::: LINHAS :::

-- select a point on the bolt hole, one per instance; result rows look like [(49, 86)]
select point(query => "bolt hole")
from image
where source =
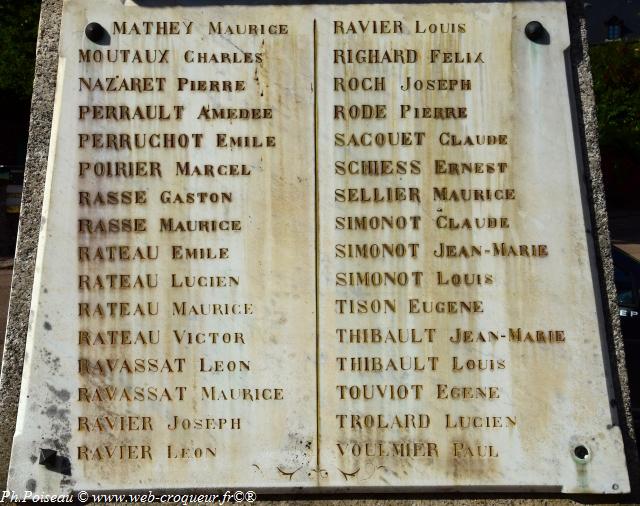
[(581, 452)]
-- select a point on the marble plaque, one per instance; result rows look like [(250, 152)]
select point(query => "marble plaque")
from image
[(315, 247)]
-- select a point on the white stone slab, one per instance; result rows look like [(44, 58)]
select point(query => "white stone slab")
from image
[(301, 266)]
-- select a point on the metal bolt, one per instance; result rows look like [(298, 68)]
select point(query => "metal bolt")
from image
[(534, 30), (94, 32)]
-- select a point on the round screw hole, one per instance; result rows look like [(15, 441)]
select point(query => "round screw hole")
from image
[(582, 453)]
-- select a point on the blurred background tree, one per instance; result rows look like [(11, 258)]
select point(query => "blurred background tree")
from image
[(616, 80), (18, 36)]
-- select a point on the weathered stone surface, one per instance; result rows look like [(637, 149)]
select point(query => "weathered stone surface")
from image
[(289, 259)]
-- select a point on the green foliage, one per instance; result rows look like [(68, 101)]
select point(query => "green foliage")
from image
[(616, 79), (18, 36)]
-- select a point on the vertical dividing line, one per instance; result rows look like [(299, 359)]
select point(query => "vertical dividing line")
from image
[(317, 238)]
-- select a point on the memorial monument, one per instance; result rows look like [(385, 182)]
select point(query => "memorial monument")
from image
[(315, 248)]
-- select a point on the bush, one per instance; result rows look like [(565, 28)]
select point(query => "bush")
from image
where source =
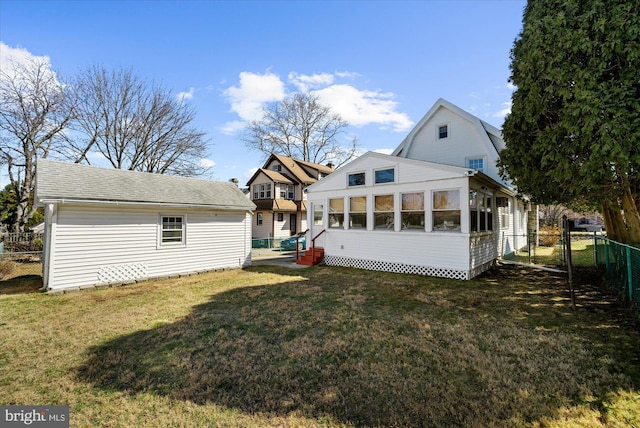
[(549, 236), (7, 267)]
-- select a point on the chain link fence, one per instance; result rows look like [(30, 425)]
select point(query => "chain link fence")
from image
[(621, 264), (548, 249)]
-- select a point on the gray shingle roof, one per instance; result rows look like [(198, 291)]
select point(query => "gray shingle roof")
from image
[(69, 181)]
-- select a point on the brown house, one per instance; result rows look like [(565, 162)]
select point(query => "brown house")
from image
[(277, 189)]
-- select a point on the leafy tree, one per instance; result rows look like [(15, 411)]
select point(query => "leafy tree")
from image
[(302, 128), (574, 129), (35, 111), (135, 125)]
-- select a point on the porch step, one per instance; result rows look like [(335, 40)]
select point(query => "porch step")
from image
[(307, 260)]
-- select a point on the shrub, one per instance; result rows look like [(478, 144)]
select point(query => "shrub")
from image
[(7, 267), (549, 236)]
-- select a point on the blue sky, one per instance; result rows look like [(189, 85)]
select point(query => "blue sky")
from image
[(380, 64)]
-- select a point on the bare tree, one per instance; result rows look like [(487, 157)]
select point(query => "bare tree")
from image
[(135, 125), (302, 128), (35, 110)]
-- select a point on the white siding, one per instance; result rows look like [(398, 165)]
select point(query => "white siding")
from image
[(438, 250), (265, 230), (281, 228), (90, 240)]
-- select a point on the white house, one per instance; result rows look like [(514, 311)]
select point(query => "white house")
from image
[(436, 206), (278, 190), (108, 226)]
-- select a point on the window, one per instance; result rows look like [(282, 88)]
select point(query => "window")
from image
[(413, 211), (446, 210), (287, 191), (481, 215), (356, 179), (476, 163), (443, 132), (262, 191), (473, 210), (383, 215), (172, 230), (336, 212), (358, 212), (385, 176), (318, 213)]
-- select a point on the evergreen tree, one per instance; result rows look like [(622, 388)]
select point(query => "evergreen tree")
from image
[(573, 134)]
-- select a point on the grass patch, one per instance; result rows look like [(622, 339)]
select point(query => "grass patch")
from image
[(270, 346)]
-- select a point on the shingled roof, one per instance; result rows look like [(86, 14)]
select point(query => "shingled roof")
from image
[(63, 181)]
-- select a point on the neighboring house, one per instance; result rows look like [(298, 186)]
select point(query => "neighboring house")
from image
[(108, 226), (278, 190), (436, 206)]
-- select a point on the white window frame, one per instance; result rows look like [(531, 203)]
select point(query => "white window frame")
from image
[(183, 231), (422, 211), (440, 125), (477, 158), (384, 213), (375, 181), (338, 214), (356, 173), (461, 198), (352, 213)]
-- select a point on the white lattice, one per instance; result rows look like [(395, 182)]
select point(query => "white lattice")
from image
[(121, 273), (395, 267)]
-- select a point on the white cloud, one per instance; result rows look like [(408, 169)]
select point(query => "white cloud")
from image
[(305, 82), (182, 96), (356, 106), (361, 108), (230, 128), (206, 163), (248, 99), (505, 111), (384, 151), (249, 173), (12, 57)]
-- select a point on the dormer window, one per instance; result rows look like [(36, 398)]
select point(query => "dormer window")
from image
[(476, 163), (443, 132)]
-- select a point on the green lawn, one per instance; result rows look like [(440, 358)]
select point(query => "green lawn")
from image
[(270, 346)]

:::

EXERCÍCIO: Reescale o trecho que vai da linha que contém "-- select a point on the shingled" até a linha que contém "198), (352, 213)]", ambas incluídas. Reproduza todas essas linhas por inteiro, multiplicando por 2 cada coordenada dos pontos nas respostas e arredondando para inteiros, com metades para cima; os modelos de formato nos comentários permanecem inalterados.

RESPOSTA:
-- select a point on the shingled roof, one per instance; result rows look like [(86, 14)]
select point(query => "shingled roof")
from image
[(126, 362)]
-- select a point on the neighboring house, one per instance; result rows look like [(298, 186)]
select point(query => "neighboring house")
from image
[(216, 452), (556, 380), (872, 412)]
-- select a point on the white window frame, one per instance; result rows look like [(531, 203)]
select point(query => "white window frame")
from image
[(366, 462), (844, 422), (880, 250), (954, 316), (768, 426), (750, 362), (676, 428), (712, 346), (922, 396), (704, 426)]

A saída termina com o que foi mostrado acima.